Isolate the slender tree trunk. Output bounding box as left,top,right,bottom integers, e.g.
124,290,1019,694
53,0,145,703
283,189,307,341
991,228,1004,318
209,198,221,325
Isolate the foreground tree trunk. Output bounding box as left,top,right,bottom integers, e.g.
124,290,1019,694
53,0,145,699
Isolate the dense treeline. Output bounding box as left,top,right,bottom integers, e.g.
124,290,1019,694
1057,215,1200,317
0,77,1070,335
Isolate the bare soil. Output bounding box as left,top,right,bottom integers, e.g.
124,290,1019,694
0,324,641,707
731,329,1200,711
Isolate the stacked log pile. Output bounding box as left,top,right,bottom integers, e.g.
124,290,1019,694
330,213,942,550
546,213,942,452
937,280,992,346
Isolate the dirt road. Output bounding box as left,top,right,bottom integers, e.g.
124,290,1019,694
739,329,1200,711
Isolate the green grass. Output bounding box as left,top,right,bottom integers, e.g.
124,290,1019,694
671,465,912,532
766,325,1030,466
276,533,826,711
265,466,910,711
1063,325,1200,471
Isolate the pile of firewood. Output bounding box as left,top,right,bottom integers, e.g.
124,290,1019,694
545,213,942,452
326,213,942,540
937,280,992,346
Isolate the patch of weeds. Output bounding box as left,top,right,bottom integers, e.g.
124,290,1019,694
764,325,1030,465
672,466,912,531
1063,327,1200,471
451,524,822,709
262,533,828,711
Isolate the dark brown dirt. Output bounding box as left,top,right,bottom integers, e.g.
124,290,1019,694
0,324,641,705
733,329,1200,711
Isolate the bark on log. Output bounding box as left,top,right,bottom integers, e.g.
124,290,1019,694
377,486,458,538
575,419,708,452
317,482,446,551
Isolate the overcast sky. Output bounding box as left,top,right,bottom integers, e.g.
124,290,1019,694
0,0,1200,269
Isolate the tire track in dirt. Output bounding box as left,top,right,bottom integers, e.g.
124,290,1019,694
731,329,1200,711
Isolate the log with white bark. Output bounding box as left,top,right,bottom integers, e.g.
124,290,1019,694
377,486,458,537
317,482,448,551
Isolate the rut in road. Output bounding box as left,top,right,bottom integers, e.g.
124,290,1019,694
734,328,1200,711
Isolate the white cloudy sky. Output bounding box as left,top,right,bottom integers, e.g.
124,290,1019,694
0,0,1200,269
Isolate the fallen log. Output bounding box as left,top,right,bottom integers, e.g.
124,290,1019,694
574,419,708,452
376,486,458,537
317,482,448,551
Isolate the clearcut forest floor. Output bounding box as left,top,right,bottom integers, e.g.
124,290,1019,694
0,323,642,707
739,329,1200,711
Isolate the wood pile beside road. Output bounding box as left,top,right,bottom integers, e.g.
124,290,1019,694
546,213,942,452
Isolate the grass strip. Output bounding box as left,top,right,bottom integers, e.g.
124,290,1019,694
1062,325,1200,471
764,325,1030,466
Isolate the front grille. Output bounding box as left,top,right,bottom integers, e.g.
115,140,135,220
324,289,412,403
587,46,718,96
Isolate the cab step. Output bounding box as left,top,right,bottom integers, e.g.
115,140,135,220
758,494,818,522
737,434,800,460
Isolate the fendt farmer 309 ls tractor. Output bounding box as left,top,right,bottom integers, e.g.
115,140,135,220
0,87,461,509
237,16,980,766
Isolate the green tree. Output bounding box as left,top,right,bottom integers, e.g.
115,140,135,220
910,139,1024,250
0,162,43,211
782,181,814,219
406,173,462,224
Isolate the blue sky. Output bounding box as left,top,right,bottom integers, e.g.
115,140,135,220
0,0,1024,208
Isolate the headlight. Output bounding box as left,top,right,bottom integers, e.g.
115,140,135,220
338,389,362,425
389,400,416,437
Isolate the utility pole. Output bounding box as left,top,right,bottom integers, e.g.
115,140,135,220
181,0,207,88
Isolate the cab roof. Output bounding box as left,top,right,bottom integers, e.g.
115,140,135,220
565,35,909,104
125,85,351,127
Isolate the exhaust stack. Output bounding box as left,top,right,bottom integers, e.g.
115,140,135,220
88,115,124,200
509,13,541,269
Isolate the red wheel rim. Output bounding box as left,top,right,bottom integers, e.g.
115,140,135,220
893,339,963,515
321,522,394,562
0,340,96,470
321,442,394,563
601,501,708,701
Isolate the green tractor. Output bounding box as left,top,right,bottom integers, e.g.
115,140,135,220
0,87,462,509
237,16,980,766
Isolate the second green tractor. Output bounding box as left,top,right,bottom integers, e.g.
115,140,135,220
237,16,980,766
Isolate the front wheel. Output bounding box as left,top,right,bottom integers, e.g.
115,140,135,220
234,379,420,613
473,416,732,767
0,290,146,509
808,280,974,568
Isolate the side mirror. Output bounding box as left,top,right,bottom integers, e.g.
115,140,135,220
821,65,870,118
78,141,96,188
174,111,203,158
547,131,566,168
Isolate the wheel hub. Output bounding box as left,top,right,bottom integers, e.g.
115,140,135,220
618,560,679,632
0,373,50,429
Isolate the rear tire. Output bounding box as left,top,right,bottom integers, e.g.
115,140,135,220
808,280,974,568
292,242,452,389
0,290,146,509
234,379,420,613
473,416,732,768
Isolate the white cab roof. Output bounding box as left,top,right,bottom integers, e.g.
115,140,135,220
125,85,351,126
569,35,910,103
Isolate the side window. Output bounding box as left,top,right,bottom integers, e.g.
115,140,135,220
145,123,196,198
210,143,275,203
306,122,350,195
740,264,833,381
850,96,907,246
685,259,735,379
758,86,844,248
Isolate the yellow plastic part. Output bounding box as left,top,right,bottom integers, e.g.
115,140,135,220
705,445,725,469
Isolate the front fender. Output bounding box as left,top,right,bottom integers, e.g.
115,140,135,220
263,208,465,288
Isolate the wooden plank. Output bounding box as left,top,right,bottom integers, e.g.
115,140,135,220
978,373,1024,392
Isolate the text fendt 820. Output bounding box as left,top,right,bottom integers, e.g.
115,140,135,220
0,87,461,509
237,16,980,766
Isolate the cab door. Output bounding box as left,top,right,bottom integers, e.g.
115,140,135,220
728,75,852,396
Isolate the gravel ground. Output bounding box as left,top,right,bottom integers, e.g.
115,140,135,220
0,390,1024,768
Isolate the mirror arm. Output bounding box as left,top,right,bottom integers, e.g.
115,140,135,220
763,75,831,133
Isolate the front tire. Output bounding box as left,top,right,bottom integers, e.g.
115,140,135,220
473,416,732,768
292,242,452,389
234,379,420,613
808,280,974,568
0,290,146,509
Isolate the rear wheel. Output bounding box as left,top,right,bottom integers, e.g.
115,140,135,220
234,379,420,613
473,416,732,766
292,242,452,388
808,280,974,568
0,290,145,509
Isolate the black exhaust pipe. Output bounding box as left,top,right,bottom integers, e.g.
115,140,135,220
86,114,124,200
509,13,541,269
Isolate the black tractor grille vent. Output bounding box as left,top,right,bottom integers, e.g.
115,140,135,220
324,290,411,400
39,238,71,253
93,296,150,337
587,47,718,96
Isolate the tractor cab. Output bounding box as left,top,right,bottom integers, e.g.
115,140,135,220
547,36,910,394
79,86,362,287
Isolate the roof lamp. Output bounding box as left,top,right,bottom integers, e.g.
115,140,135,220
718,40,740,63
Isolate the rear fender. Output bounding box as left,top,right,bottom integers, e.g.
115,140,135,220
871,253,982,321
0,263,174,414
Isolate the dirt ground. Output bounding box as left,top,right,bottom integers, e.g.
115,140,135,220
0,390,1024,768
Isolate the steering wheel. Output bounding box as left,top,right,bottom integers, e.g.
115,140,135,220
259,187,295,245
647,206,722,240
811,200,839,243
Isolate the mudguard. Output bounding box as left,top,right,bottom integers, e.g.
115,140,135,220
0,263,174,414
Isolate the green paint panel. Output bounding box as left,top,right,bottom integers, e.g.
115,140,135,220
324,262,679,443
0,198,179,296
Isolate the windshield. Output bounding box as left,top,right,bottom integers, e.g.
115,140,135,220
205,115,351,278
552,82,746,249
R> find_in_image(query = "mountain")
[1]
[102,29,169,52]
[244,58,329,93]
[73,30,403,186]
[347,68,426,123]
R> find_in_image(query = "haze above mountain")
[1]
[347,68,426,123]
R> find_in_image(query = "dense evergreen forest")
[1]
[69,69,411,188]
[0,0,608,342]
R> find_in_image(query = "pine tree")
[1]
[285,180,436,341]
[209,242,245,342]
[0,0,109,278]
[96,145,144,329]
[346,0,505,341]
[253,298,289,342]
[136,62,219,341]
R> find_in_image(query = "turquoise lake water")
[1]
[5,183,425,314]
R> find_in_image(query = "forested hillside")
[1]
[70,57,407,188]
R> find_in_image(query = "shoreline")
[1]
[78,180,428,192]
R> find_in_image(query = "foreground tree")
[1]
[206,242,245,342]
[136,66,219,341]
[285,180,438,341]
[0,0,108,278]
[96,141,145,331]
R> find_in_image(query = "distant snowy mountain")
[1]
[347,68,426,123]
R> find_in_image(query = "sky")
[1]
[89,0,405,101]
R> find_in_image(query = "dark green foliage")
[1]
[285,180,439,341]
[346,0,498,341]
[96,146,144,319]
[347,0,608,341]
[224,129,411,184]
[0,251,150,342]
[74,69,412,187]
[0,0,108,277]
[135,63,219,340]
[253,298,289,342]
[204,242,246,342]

┄┄┄┄┄┄┄┄┄┄

> TASK GOAL
Can you give the stretch of the listing from the line containing "Isolate the tractor" through the line containing "[96,141,145,331]" again, renaming "windshield" to "front window" and leaving everything else as it stands?

> CORRECT ANSWER
Isolate the tractor cab. Output bounding box as left,top,right,bottom integers, e.g.
115,140,135,220
547,36,910,394
79,86,362,287
Isolate the roof lamp. Output bounding box as left,top,right,bottom integers, e.g.
115,140,135,220
718,40,740,63
Isolate the rear fender. Output bounding box as left,top,right,bottom integers, e.g.
115,140,135,220
871,253,982,321
0,263,174,414
Isolate the dirt ground. Output bounding box as left,top,right,bottom integers, e.g.
115,140,135,220
0,390,1024,768
Isolate the steering wheel. Output bounding box as left,top,right,bottom integers, e.g.
115,140,135,220
259,187,295,245
647,206,722,240
811,200,839,243
Isolate the mudguard. Output bounding box as left,top,right,bottom integers, e.g.
115,140,135,220
0,263,174,414
Isolate the green paint panel. Output bounding box as left,top,right,bottom integers, e.g.
115,140,135,220
324,262,679,443
0,198,179,296
Isolate the front window. Output bounding box as left,top,right,bottom integers, e.g.
115,140,135,220
205,115,351,278
552,82,746,249
R> find_in_image(query = "mountain")
[1]
[102,29,169,52]
[244,58,329,93]
[73,30,403,186]
[347,68,426,123]
R> find_in_image(query = "haze above mountain")
[1]
[347,68,426,123]
R> find_in_image(query = "dense evergreen forest")
[1]
[69,69,411,188]
[0,0,608,342]
R> find_in_image(query = "pine tree")
[1]
[285,180,436,341]
[209,242,245,342]
[0,0,109,278]
[96,145,144,329]
[346,0,505,341]
[253,298,289,342]
[136,62,219,341]
R> find_in_image(query = "turquoise lake water")
[1]
[5,183,425,314]
R> find_in_image(query = "forested hillside")
[1]
[70,57,407,188]
R> find_in_image(query = "shoreline")
[1]
[78,180,428,192]
R> find_in_image(query = "foreground tree")
[1]
[206,242,245,342]
[136,66,219,341]
[285,180,438,341]
[0,0,108,278]
[96,141,145,331]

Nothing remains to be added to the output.